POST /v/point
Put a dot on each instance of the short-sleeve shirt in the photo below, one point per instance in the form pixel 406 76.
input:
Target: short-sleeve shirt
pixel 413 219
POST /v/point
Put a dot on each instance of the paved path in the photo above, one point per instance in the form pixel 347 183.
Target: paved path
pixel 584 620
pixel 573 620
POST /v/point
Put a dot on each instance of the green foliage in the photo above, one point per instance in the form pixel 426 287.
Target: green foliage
--
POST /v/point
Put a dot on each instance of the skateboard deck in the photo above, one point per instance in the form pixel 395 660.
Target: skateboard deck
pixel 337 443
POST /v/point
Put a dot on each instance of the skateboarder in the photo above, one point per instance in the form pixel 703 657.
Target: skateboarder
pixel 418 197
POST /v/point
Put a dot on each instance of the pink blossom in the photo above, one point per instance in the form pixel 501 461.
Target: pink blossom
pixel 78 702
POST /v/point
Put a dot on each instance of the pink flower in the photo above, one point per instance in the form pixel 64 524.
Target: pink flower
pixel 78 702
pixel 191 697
* * *
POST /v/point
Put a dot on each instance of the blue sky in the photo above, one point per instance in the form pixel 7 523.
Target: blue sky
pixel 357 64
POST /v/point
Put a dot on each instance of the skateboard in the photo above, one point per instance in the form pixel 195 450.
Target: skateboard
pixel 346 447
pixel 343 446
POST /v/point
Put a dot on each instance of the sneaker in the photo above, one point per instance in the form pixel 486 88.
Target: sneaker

* [Your instructions] Pick out each line in the records above that contains the word "green", and copy those lines out.

* [Solution for this problem]
Put a dot on each instance of the green foliage in the photo above, one point per instance in the form pixel 426 287.
Target: green foliage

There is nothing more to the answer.